Task statement: Please reproduce the differential operators passage below word for word, between "Another Method: Let" and "f) \cdot(\nabla g)+f\left(\nabla^2 g\right)\)", inclusive.

Source passage:

════════════════════

Differential Operators Solved Problems
Example.1. If f and g are two scaler point functions, prove that
- div ( f∇g) =f ∇2g+∇f .∇g
- div (f ∇g) =div (g∇f)=f ∇2-g ∇2f
Solution:
⇒ \(\nabla g=\mathbf{i} \frac{\partial g}{\partial x}+\mathbf{j} \frac{\partial g}{\partial y}+\mathbf{k} \frac{\partial g}{\partial z}\)
f \(\nabla g=\mathbf{i} f \frac{\partial g}{\partial x}+\mathbf{j} f \frac{\partial g}{\partial y}+\mathbf{k} f \frac{\partial g}{\partial z}\)
∴ \(\nabla:(f \nabla g)=\frac{\partial}{\partial x}\left(f \frac{\partial g}{\partial x}\right)+\frac{\partial}{\partial y}\left(f \frac{\partial g}{\partial y}\right)+\frac{\partial}{\partial z}\left(f \frac{\partial g}{\partial z}\right)\)
= \(f\left(\frac{\partial^2 g}{\partial x^2}+\frac{\partial^2 g}{\partial y^2}+\frac{\partial^2 g}{\partial z^2}\right)+\frac{\partial f}{\partial x} \frac{\partial g}{\partial x}+\frac{\partial f}{\partial y} \frac{\partial g}{\partial y}+\frac{\partial f}{\partial z} \frac{\partial g}{\partial z}\)
= \(f \nabla^2 g+\left(\mathbf{i} \frac{\partial f}{\partial x}+\mathbf{j} \frac{\partial f}{\partial y}+\mathbf{k} \frac{\partial f}{\partial z}\right) \cdot\left(\mathbf{i} \frac{\partial g}{\partial x}+\mathbf{j} \frac{\partial g}{\partial y}+\mathbf{k} \frac{\partial g}{\partial z}\right)\)
∴ \(\text{div}(f \nabla g)=f \nabla^2 g+\nabla f . \nabla g\)
Another Method: Let ∇g =A. By Theorem 1
⇒ \(\nabla \cdot(f \mathbf{A})=(\nabla f) \cdot \mathbf{A}+f(\nabla \cdot \mathbf{A})\)
= \((\nabla f) \cdot(\nabla g)+f[\nabla \cdot(\nabla g)\)
= \((\nabla f) \cdot(\nabla g)+f\left(\nabla^2 g\right)\)

════════════════════

Data section:
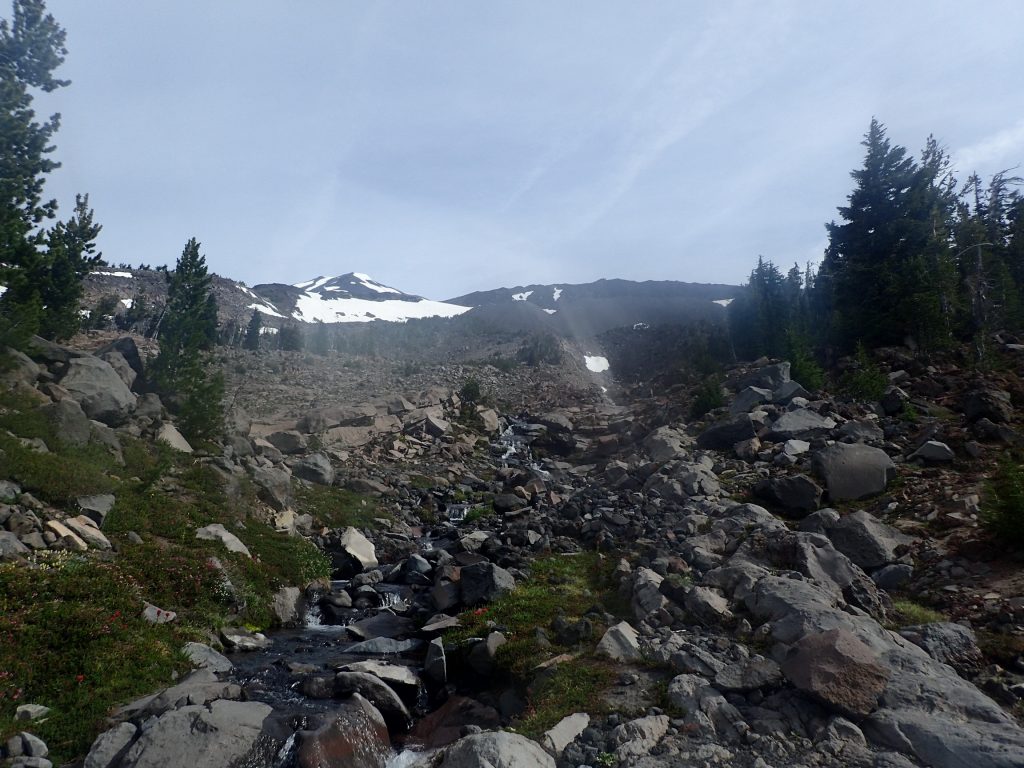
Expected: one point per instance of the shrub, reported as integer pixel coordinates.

════════════════════

Expected answer:
Another Method: Let ∇g =A. By Theorem 1
⇒ \(\nabla \cdot(f \mathbf{A})=(\nabla f) \cdot \mathbf{A}+f(\nabla \cdot \mathbf{A})\)
= \((\nabla f) \cdot(\nabla g)+f[\nabla \cdot(\nabla g)\)
= \((\nabla f) \cdot(\nabla g)+f\left(\nabla^2 g\right)\)